### [Work item]
Your output should be everything below from the line containing "drawn like (207,181)." down to the line containing "drawn like (42,372).", both ends included, copied exactly, with pictures left out.

### [Given records]
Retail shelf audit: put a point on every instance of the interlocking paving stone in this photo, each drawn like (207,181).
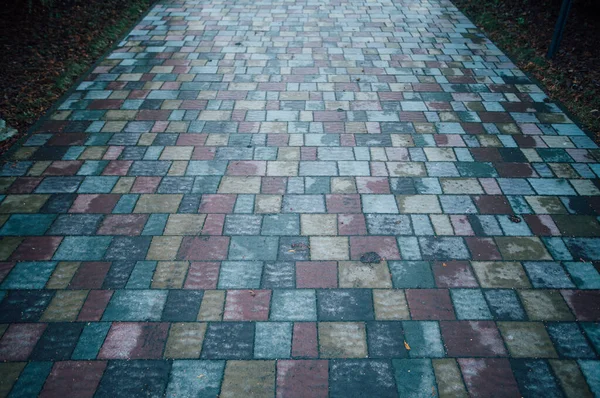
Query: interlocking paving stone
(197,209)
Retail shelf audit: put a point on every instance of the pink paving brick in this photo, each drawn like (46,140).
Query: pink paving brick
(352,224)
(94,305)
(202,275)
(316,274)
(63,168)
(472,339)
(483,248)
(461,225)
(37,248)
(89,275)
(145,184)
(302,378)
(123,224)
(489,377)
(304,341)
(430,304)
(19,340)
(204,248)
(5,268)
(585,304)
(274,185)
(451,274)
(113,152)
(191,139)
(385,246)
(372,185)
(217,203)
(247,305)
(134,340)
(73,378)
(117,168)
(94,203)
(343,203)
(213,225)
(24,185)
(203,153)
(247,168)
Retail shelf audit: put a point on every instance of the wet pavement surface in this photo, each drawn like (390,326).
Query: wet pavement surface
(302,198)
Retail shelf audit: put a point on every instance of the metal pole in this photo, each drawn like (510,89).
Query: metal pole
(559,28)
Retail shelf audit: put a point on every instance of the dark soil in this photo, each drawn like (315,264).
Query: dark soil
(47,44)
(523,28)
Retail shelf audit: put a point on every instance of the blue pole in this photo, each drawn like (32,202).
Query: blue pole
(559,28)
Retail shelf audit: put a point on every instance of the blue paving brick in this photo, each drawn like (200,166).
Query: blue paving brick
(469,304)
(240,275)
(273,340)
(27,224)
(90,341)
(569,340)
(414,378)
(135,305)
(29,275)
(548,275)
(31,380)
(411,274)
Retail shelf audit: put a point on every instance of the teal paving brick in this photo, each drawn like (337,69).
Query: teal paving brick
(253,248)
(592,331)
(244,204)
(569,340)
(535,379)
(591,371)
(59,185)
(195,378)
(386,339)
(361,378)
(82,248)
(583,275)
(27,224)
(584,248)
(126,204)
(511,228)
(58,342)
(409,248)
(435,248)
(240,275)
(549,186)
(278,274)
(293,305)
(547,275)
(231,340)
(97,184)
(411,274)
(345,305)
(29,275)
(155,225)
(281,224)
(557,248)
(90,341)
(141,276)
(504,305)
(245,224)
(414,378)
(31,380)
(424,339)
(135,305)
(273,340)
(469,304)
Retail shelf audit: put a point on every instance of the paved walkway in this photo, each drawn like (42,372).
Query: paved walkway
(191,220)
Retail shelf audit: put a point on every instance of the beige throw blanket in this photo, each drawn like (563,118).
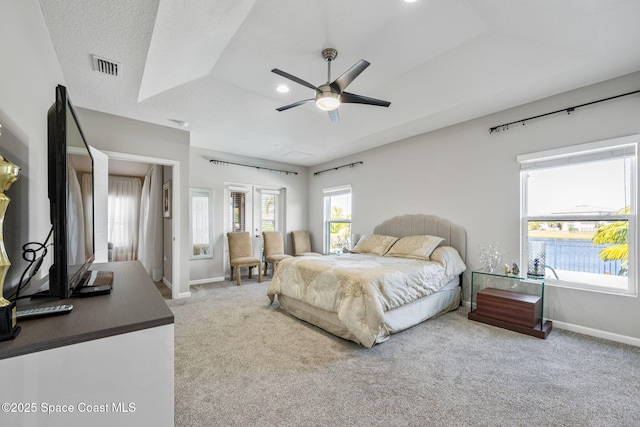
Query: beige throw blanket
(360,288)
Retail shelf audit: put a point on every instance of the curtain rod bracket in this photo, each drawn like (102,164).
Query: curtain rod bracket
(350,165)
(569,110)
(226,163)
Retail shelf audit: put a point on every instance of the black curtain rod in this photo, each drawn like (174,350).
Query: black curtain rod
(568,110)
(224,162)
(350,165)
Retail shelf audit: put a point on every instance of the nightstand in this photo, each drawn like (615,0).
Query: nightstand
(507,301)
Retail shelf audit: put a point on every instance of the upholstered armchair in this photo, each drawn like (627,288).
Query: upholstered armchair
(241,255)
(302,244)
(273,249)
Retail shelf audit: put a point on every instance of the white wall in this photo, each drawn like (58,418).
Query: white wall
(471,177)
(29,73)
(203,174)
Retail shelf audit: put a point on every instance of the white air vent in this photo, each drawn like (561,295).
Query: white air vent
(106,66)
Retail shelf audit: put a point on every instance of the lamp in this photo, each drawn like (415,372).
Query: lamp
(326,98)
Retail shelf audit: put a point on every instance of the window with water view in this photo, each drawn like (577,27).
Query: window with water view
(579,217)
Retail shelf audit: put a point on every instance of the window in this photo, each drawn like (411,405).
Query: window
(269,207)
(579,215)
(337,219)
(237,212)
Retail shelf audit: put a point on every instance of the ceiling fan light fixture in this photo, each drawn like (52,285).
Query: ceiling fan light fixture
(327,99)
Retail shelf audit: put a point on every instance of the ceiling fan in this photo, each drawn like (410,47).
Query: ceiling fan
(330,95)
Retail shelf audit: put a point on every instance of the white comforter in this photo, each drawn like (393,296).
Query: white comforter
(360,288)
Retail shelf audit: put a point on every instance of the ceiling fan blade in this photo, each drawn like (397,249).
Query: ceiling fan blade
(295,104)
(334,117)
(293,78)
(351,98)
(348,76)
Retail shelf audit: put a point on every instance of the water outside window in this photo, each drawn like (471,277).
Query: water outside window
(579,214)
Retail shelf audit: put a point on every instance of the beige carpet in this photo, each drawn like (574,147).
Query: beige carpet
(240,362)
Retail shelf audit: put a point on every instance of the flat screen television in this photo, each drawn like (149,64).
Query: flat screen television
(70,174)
--
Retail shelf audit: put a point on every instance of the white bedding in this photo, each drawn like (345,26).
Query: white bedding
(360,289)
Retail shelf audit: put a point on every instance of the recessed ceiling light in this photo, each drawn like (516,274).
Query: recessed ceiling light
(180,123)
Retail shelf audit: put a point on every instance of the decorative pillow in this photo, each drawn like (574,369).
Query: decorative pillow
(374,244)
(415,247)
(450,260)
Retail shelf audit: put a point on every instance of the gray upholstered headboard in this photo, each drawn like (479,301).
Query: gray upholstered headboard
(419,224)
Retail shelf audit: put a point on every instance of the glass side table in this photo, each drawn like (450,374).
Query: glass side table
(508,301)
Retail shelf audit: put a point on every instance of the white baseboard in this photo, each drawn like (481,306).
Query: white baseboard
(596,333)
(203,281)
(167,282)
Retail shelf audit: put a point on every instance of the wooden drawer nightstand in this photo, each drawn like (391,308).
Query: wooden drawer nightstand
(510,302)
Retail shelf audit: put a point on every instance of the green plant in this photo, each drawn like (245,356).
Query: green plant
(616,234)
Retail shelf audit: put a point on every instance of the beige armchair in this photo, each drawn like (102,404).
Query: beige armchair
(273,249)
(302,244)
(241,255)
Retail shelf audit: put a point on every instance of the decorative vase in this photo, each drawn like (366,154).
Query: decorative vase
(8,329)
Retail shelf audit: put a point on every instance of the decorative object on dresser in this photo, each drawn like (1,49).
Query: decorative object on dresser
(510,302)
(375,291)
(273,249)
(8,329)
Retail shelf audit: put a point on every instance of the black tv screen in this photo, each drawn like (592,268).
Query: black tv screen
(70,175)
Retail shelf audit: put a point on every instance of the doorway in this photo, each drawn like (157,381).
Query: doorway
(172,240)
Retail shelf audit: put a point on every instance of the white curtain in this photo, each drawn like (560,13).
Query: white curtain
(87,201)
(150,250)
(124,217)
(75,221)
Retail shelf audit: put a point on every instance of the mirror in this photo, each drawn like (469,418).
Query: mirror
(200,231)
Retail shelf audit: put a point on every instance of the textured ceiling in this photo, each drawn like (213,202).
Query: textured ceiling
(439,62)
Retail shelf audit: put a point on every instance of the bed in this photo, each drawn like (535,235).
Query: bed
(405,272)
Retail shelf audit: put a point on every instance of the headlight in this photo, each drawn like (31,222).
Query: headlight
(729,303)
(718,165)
* * *
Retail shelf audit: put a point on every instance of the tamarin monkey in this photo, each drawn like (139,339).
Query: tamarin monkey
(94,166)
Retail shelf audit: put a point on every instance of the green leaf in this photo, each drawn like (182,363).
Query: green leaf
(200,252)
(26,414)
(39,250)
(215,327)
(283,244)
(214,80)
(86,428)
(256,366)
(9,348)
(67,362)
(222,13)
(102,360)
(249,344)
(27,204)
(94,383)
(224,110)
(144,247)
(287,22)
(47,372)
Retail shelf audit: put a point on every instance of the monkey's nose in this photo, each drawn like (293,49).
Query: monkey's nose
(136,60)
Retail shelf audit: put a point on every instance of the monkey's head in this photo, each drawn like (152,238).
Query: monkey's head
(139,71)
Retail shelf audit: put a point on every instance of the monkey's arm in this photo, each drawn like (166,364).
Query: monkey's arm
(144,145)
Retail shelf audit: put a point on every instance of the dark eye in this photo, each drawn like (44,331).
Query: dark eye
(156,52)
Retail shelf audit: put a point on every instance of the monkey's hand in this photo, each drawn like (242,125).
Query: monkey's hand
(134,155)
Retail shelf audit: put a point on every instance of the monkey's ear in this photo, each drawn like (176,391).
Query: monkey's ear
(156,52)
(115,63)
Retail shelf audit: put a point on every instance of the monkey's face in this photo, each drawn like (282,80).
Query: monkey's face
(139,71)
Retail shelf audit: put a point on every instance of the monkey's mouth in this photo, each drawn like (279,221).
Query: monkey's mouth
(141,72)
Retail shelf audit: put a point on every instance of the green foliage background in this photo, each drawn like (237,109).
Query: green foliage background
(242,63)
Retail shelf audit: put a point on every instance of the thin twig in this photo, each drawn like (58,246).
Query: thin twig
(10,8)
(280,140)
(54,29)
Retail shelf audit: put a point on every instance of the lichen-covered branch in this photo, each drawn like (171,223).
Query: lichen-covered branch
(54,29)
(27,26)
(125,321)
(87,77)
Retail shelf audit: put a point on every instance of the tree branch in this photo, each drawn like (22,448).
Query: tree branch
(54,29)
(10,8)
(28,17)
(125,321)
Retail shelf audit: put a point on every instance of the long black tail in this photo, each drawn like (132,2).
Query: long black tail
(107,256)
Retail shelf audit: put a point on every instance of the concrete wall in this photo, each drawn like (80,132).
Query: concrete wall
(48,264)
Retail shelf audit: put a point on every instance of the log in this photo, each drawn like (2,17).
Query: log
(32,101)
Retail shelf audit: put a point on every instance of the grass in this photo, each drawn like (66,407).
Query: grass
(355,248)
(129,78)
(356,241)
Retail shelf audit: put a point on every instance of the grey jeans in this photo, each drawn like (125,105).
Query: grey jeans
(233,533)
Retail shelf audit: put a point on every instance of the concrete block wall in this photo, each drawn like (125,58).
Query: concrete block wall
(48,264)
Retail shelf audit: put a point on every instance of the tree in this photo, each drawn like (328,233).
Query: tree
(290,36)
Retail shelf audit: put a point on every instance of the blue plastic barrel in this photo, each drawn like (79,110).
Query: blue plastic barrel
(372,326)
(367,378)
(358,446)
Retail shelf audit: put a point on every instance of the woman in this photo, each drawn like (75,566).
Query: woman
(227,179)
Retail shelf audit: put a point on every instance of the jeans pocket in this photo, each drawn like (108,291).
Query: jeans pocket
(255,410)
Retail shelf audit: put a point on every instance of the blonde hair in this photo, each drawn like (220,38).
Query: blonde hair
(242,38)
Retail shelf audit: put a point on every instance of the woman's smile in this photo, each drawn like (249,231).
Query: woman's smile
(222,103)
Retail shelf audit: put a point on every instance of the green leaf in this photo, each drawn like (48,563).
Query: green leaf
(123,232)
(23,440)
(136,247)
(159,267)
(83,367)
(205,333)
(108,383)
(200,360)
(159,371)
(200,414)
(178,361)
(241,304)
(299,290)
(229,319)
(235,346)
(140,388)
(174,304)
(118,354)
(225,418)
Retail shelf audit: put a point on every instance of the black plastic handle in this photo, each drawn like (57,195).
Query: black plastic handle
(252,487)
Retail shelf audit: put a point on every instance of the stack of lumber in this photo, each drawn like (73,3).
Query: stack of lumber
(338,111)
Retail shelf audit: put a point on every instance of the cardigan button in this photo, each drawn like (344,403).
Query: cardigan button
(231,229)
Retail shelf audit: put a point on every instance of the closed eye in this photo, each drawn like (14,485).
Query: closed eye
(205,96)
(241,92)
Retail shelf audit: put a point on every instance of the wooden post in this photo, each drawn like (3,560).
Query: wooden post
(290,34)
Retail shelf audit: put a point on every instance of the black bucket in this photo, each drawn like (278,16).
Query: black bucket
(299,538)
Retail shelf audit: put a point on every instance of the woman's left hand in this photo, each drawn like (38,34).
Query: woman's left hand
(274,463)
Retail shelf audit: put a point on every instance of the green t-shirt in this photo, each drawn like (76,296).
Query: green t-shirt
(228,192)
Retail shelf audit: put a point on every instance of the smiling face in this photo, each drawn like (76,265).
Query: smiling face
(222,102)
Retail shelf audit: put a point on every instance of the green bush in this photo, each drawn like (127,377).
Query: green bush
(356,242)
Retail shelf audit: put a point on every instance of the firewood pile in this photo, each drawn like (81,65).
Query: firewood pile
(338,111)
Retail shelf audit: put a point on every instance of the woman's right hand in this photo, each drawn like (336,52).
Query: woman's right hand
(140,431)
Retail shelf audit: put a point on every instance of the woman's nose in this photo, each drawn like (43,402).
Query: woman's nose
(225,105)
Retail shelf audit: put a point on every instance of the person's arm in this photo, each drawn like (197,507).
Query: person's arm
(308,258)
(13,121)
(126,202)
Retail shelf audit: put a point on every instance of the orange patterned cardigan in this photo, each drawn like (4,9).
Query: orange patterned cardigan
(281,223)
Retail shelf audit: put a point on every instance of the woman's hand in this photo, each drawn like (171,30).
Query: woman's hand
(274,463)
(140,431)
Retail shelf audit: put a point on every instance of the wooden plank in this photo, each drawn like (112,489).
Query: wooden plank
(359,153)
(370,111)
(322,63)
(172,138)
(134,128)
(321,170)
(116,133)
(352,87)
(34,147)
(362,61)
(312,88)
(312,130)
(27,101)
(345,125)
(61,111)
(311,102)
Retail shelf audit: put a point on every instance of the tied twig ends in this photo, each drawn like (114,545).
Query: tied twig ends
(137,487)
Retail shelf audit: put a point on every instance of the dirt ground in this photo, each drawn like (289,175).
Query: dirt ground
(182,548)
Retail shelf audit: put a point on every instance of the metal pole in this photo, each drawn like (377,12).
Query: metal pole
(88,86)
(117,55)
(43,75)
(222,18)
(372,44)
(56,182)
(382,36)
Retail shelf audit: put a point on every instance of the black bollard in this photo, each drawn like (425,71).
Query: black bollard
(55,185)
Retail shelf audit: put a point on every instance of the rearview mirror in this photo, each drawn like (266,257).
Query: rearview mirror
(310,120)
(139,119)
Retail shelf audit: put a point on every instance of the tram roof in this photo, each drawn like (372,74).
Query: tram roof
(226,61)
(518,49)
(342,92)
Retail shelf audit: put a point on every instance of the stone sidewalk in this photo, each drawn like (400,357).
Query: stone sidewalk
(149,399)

### [Output of the task]
Retail shelf audit: put a point on every instance of the interlocking paving stone in this photo, each drawn like (207,181).
Query: interlocking paving stone
(197,209)
Retail shelf audit: put a point on every instance of the pink paving brick in this photo, each drawn like (46,140).
Query: pink paving brick
(352,224)
(94,305)
(202,275)
(316,274)
(63,168)
(472,339)
(483,248)
(461,225)
(37,248)
(89,275)
(145,184)
(302,378)
(123,224)
(489,377)
(304,341)
(430,304)
(19,340)
(204,248)
(5,268)
(585,304)
(274,185)
(451,274)
(113,152)
(191,139)
(385,246)
(372,185)
(217,203)
(247,305)
(134,340)
(73,378)
(117,168)
(94,203)
(343,203)
(213,225)
(24,185)
(203,153)
(247,168)
Retail shelf audit: put a point on every instance of the wet pavement surface in this photo, each drawn like (390,326).
Query: wet pavement surface
(302,198)
Retail shelf audit: put a point on every instance of the metal pole in this photo, each drawn like (510,89).
Query: metal pole
(559,28)
Retail shelf audit: put a point on every instance of the dark soil in this photo, each drawn like (315,264).
Query: dark soil
(47,44)
(523,28)
Retail shelf audit: put a point on every instance of the blue pole in this photo, each drawn like (32,202).
Query: blue pole
(559,28)
Retail shelf audit: put a point on every instance of the blue paving brick in this photo, each drawn like (200,166).
Query: blue paving brick
(469,304)
(240,275)
(273,340)
(27,224)
(90,341)
(569,340)
(414,378)
(135,305)
(29,275)
(548,275)
(31,380)
(411,274)
Retail shelf audit: put a point on every instance of the teal paving brick in this photo, each drawn like (337,69).
Query: teal paving brick
(253,248)
(592,331)
(244,204)
(569,340)
(535,379)
(591,371)
(59,185)
(195,378)
(386,339)
(361,378)
(82,248)
(583,275)
(27,224)
(584,248)
(126,204)
(511,228)
(58,342)
(409,248)
(435,248)
(240,275)
(549,186)
(278,274)
(293,305)
(547,275)
(231,340)
(97,184)
(411,274)
(345,305)
(29,275)
(155,225)
(281,224)
(557,248)
(90,341)
(141,276)
(504,305)
(245,224)
(414,378)
(31,380)
(424,339)
(135,305)
(273,340)
(469,304)
Retail shelf audit: put a point on every instance of the paved walkway in this photo, each drawn like (42,372).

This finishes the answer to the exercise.